*** Opening of EXCERPTED PASSAGE ***
The long and interesting article at AZCentral, here, covers complaints by people who felt they were not in the loop and were adversely affected, what was done to compensate them and also rescue trapped wildlife, and goals for the future.
*** Close of EXCERPTED PASSAGE ***
▶ _WHAT IS EXPECTED_: Reproduce the AZCentral article summary word for word, starting with "The long and" and going on through "for the future.".
*** Opening of STUDY MATERIAL ***
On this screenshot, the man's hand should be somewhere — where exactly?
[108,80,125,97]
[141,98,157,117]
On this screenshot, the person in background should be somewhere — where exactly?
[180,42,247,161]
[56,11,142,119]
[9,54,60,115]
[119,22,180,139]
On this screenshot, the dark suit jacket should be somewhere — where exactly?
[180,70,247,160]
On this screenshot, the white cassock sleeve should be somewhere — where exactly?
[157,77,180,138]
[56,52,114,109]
*** Close of STUDY MATERIAL ***
▶ _EXERCISE RESULT_:
The long and interesting article at AZCentral, here, covers complaints by people who felt they were not in the loop and were adversely affected, what was done to compensate them and also rescue trapped wildlife, and goals for the future.